**Seçilen Metin**
+ + + +

MESNEVÎ’DE OLGUN İNSANIN İÇ DÜNYASI

A+
A-

MESNEVÎ’DE OLGUN İNSANIN İÇ DÜNYASI

Geleneğimizde kazanılması amaç edilen özelliklerin bütününe sahip kişiye “İnsân-ı kâmil (Olgun insan)” adı konulmuştur. Hz. Peygamber başta olmak üzere öncü kişiler örnek gösterilerek insana yaraşan sıfatlar ve kişilikler, geçmişte toplumda sözlü ve yazılı olarak özenle anlatılmıştır. Olgun bireylerin yetişmesi arzusuyla kaleme alınan klasik kaynaklar arasında doğrudan İnsân-ı kâmil adını taşıyan eserler de bulunmaktadır.

Mevlana, bilindiği gibi Mesnevî’yi olgunlaşma yolunda istekli olanları bilgilendirmek için söyleyip yazdırmıştır. Kendi eliyle yazıp Hüsameddin Çelebiye verdiği ilk on sekiz beytin,

در نیابد حالِ پخته هیچ خام پس سخن کوتاه باید والسّلام

Olgunun hâlini, ham kişi anlamaz. Öyleyse söz kısa olmalı, vesselâm.

anlamındaki sonuncusu, şarihlerden Ankaralı İsmail Efendiye göre hatıra bir soru getirmektedir.1 Soru şudur: “Bu derece olgunluğa ulaşan kişilerin hâllerine yolun başındaki yolcular nasıl ulaşır, ne şekilde olgunluk derecesini bulur?” Sonraki beyitler, işte hatıra gelen bu muhtevadaki soruların cevabına başlangıç teşkil etmektedir. Örnek olarak ilk on sekiz beyitten sonraki birkaç beyte bu gözle bakılacak olursa şu anlamlar elde edilir: Olgun kişi dünya değerlerine bağımlı değildir, ihtirası yoktur, kanaatkârdır. Aşk sayesinde hırs ve ayıplarından kurtulmuştur.

+ + + +

**Verilen Veriler**
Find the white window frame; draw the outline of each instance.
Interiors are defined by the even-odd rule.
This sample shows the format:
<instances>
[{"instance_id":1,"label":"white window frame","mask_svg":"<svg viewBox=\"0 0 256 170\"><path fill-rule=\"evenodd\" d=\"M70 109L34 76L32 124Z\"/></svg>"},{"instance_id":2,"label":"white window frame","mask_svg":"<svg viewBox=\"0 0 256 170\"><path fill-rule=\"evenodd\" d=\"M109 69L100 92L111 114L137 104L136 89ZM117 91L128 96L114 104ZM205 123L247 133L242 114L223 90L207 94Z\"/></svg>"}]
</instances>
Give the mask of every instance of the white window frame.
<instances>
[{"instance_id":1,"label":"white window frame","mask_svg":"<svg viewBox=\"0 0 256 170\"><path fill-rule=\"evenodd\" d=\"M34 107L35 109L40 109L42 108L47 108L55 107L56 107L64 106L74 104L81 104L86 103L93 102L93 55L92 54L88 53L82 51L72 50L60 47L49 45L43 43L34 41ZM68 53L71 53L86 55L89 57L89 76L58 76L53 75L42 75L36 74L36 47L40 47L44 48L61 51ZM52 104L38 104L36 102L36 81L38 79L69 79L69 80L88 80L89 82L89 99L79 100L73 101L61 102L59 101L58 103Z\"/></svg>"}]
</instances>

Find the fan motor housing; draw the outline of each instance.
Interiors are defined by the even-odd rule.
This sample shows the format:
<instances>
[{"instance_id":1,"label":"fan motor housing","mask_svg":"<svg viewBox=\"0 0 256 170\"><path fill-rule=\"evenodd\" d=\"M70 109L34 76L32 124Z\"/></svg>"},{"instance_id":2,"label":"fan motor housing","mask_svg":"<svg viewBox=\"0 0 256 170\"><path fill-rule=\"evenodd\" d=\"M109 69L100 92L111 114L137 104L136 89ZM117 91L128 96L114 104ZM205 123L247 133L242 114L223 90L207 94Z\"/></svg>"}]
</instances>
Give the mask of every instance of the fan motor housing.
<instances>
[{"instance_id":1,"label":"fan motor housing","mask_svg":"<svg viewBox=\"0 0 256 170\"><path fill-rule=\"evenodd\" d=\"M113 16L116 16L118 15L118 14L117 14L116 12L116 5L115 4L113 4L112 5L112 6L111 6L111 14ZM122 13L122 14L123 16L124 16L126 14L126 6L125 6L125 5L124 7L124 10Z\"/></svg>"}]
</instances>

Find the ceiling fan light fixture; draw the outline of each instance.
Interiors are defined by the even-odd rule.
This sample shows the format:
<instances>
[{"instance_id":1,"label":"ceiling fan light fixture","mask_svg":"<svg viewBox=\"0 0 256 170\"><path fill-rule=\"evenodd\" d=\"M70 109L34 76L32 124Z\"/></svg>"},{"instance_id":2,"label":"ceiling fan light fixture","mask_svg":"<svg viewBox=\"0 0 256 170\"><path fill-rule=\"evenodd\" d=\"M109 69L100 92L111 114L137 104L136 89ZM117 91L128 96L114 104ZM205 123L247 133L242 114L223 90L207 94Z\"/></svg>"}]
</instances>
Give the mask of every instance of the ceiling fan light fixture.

+ + + +

**Çözülecek Problemler**
[1] Seçilen metne göre, ilk on sekiz beyitten sonraki birkaç beyitten çıkarılan anlamlarda olgun kişinin sahip olduğu belirtilen özelliklerin tümünü sıralayın.
[2] Seçilen metindeki "Mevlana, bilindiği gibi Mesnevî’yi olgunlaşma yolunda istekli olanları bilgilendirmek için söyleyip yazdırmıştır." cümlesini İngilizceye çevirin.
[3] Seçilen metinde "Geleneğimizde kazanılması amaç edilen" sözleriyle başlayan paragrafı temel bilgilerini koruyarak madde listesi hâlinde kısaltın.

**Alıştırma Sonuçları**
[1]
- Dünya değerlerine bağımlı değildir.
- İhtirası yoktur.
- Kanaatkârdır.
- Aşk sayesinde hırs ve ayıplarından kurtulmuştur.

[2] As is known, Mevlana recited the Mesnevî and had it written down in order to inform those who were eager on the path to maturity.

[3]
- Gelenekte, kazanılması hedeflenen özelliklerin tümüne sahip kişiye "İnsân-ı kâmil (Olgun insan)" denmiştir.
- Geçmişte, başta Hz. Peygamber olmak üzere öncü kişiler örnek gösterilerek insana yaraşan sıfatlar ve kişilikler sözlü ve yazılı olarak anlatılmıştır.
- Olgun birey yetiştirmek amacıyla yazılan klasik kaynaklar arasında doğrudan İnsân-ı kâmil adını taşıyan eserler de vardır.